#### TASK DETAILS
Format the listing below as a two-column CSV with the headers listing_text and answer, one row per block. Put the block's text in listing_text and its answer in answer, with each value in a single quoted field and every line break replaced by a space.

* * * * * * * * *

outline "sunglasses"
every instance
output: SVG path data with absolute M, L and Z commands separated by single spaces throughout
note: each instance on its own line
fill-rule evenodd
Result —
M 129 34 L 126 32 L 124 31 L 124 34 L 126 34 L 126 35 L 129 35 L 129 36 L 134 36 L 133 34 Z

* * * * * * * * *

#### PROBLEM SOLUTION
listing_text,answer
"outline ""sunglasses"" every instance output: SVG path data with absolute M, L and Z commands separated by single spaces throughout note: each instance on its own line fill-rule evenodd Result —","M 129 34 L 126 32 L 124 31 L 124 34 L 126 34 L 126 35 L 129 35 L 129 36 L 134 36 L 133 34 Z"